COMPLETE THE FOLLOWING:
[1] Using the passage on LFP cathode loading, answer these:
(a) What was the approximate areal loading of the conventional slurry cast cathodes?
(b) How was the areal capacity calculated?
(c) What approximate areal loading was used for the CF-LFP cathodes tested with EIS and CV?
[2] Carry on the passage on LFP cathode loading, picking up after its final sentence.

══ DOCUMENT SECTION ══

The mass of LFP in the CF-LFP electrodes were weighed using a mass balance and the %wt of LFP in the slurry. The areal loading of all conventional slurry cast cathodes was approximately 10.6 mg cm^-2 or 12.0 mg per cell, while the areal loading for the CF-LFP cathodes evaluated with galvanostatic cycling were approximately 22.2 mg cm^-2, or 25.1 mg per cell. The areal capacity was calculated by dividing the measured capacity by the area of the cathode. The CF-LFP cathodes tested with electrochemical impedance spectroscopy (EIS) and cyclic voltammetry (CV) were fabricated with areal loadings of approximately 11.0 mg cm^-2 to ensure fair comparison with the conventional slurry cast cathodes.

═══
══ GIVEN INFORMATION ══

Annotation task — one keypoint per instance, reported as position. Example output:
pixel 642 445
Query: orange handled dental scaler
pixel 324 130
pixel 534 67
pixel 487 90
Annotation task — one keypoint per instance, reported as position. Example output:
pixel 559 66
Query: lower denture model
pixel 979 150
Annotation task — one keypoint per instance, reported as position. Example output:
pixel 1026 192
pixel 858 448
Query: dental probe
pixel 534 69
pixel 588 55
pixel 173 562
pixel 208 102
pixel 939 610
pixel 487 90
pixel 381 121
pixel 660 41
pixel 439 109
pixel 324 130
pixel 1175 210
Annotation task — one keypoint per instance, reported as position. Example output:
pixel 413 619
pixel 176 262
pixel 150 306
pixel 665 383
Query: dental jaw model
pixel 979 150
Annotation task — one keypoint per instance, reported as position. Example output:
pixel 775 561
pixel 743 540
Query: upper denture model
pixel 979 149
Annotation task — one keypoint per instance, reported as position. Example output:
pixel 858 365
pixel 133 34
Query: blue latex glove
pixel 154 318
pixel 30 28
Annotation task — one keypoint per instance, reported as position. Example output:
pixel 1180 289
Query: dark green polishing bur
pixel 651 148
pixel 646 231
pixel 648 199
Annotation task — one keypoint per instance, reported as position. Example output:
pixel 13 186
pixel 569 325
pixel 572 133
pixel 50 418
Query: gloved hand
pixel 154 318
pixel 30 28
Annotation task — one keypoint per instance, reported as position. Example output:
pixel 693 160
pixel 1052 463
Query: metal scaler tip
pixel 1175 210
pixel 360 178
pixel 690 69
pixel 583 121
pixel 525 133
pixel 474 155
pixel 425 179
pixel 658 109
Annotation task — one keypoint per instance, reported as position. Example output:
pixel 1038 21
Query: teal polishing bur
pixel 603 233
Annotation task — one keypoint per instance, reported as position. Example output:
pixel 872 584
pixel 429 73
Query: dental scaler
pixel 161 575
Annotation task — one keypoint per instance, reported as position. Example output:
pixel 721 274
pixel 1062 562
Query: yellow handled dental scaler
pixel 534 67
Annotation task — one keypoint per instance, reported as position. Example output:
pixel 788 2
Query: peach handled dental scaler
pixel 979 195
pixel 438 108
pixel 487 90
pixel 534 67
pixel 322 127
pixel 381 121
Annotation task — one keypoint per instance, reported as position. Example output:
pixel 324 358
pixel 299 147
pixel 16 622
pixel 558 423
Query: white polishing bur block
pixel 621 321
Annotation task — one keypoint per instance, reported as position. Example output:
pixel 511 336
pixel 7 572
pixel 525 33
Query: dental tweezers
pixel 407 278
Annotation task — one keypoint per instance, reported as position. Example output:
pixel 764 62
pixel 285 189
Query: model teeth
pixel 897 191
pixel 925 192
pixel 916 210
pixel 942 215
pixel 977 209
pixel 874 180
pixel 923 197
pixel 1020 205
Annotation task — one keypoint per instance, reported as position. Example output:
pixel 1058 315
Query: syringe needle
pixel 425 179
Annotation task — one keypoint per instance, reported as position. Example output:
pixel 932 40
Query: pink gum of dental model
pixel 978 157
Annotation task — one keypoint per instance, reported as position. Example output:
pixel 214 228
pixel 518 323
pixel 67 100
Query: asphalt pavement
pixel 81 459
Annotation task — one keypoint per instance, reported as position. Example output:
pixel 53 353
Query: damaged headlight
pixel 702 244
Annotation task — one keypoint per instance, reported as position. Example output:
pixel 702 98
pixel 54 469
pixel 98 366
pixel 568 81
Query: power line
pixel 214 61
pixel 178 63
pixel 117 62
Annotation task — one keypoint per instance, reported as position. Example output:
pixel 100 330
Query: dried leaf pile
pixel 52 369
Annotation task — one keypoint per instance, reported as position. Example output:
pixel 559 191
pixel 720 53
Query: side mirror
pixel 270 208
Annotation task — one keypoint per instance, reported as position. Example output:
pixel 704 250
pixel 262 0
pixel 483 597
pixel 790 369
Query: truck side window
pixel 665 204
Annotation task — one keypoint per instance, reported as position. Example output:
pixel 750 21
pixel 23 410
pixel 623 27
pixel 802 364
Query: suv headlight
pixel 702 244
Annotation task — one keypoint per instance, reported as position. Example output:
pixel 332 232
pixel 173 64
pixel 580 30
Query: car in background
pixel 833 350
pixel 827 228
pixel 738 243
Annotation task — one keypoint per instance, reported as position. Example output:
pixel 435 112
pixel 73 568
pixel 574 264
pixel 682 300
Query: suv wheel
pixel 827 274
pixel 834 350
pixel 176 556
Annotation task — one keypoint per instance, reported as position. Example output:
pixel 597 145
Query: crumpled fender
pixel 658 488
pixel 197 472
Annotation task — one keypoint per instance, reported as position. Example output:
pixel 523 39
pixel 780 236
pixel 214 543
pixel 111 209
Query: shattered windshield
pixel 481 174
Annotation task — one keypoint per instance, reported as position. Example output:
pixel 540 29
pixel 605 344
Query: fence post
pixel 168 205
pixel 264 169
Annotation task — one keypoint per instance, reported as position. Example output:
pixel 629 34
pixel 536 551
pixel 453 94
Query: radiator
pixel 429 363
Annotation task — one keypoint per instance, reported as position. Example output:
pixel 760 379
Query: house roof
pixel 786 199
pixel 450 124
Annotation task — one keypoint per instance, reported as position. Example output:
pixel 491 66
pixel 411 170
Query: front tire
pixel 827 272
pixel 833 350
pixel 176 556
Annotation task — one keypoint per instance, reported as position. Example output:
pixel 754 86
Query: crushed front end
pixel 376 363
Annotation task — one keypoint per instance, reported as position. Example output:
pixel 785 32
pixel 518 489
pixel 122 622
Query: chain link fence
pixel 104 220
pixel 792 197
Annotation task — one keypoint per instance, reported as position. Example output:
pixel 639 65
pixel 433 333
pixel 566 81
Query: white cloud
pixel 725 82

═══

EXPECTED OUTPUTS:
[1]
(a) Approximately 10.6 mg cm^-2.
(b) By dividing the measured capacity by the area of the cathode.
(c) Approximately 11.0 mg cm^-2.

[2]
2.2 Morphological and structural characterization

Scanning electron microscopy (SEM) images were taken using a Hitcahi SU3500 microscope with a 10 kV electron beam. Micro X-ray computed tomography (XRCT) scans were performed using a Zeiss Xradia 520 Versa Microscope. Scans included 1601 projections with a ×20 objective, at 50 kV for the bare CF substrate and 80 kV for the loaded CF-LFP cathode. Image analysis and visualization was performed using Dragonfly (Object Research Systems). Image noise was reduced using a Gaussian filter. X-ray diffraction (XRD) was performed using a Rigaku SmartLab 9 kW X-ray Diffractometer using Cu K-α radiation (1.54 Å). XRD data was analyzed and refined using Rigaku SmartLab II software. Energy dispersive x-ray spectroscopy (EDS) was performed on a JEOL JSM-701F Field Emission Scanning Electron Microscope.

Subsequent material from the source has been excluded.